Document number: P0561R0
Date: 2017-02-03
Reply to: Geoff Romer <gromer@google.com>, Andrew Hunter <ahh@google.com>
Audience: Concurrency Study Group

An RAII Interface for Deferred Reclamation

  1. Background
  2. Design Overview
    1. Read API
    2. Update API
    3. Other Design Notes
  3. Acknowledgements

Background

For purposes of this paper, deferred reclamation refers to a pattern of concurrent data sharing with two components: readers access the data while holding reader locks, which guarante that the data will remain live while the lock is held. Meanwhile the updater updates the data by replacing it with a newly-allocated value. All subsequent readers will see the new value, but the old value is not destroyed until all readers accessing it have released their locks. Readers never block the updater or other readers, and the updater never blocks readers.

This pattern can be implemented in several ways, including reference counting, RCU, and hazard pointers. Several of these have been proposed for standardization (see e.g. P0233R2, P0279R1, and P0461R0), but the proposals have so far exposed these techniques through fairly low-level APIs.

In this paper, we will propose a high-level RAII API for deferred reclamation, which emphasizes safety and usability rather than fidelity to low-level primitives, but still permits highly efficient implementation. This proposal is based on an API which is used internally at Google, and our experience with it demonstrates the value of providing a high-level API: we provide both a high-level API like the one proposed here, and a more bare-metal RCU API comparable to P0461, and while the high-level API has over 200 users, the low-level API has one.

This proposal is intended to complement, rather than conflict with, proposals for low-level APIs for RCU, hazard pointers, etc, and it can be standardized independently of whether and when we standardize those other proposals.

Underlying API assumptions

Although this proposal is designed to be independent of the low-level API used to implement it, it is necessary to make a few key assumptions. First of all, this design assumes that user code is not required to periodically enter a "quiescent" state where no reader locks are held. We see no way to satisfy such a requirement in a general-purpose library, since it means that any use of the library, no matter how local, imposes constraints on the global structure of the threads that use it (even though the top-level thread code may otherwise be completely unaware of the library). This would be quite onerous to comply with, and likely a source of bugs. Neither Userspace RCU, Google's internal RCU implementation, nor P0233R2's hazard pointer API impose this requirement, so omitting it does not appear to be a major implementation burden.

This proposal also does not require user code to register and unregister threads with the library, for more or less the same reasons: it would cause local uses of the library to impose global constraints on the program, creating an unacceptable usability and safety burden. P0233R2 and Google's internal RCU do not impose this requirement, and Userspace RCU provides a library that does not (although at some performance cost). Furthermore, the standard library can satisfy this requirement if need be, without exposing users to it, by performing the necessary registration in std::thread.

SUPPLIED INFORMATION:
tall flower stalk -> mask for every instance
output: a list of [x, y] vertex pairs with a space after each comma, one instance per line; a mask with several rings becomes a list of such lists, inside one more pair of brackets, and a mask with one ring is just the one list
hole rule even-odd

WHAT THIS EXERCISE ASKS:
- a) Answer from the deferred reclamation paper:
(i) How many users does the paper say Google's internal high-level API has?
(ii) Which three proposal numbers does it cite as proposed for standardization?
(iii) Where does it say the standard library could perform thread registration?
- b) Echo the deferred reclamation paper word for word, from "This proposal also" to "registration in std::thread.".
The data above is not needed for anything here.

ANSWER SET:
- a)
(i) Over 200.
(ii) P0233R2, P0279R1, and P0461R0.
(iii) In std::thread.

- b)
This proposal also does not require user code to register and unregister threads with the library, for more or less the same reasons: it would cause local uses of the library to impose global constraints on the program, creating an unacceptable usability and safety burden. P0233R2 and Google's internal RCU do not impose this requirement, and Userspace RCU provides a library that does not (although at some performance cost). Furthermore, the standard library can satisfy this requirement if need be, without exposing users to it, by performing the necessary registration in std::thread.